■ **PROMPT**
Select the lines of the records containing the word "outlines" and list them.
====== PROVIDED DATA
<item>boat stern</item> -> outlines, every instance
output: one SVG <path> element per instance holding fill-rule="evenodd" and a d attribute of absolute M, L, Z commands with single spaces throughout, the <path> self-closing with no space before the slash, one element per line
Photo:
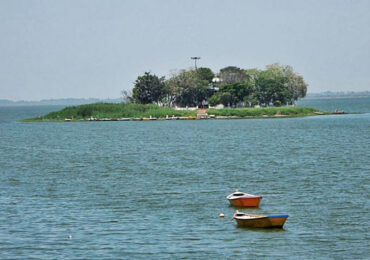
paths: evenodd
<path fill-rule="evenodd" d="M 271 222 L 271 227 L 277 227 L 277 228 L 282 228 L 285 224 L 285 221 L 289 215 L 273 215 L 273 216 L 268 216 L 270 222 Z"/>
============
====== PROVIDED DATA
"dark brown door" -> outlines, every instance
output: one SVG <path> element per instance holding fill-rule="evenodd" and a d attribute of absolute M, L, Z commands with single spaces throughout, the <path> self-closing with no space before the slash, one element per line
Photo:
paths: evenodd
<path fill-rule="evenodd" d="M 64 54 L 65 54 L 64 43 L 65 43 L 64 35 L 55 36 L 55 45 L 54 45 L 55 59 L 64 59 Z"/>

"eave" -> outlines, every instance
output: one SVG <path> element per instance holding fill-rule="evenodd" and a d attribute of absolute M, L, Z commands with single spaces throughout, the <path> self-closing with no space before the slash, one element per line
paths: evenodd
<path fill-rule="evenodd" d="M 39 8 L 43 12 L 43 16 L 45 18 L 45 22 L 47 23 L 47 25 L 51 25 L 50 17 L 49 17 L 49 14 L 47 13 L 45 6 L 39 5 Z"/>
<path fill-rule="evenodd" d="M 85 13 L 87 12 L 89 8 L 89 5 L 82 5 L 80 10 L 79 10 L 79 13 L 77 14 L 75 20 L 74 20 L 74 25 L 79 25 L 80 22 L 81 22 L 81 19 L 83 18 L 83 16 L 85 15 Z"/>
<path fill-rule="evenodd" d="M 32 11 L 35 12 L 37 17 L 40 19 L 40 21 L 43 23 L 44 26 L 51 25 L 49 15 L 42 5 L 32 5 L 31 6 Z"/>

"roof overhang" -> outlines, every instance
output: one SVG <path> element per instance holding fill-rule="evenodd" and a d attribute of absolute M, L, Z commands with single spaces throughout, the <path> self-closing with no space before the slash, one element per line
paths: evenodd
============
■ **OUTPUT OF THE EXERCISE**
<item>boat stern</item> -> outlines, every instance
"dark brown door" -> outlines, every instance
"eave" -> outlines, every instance
"roof overhang" -> outlines, every instance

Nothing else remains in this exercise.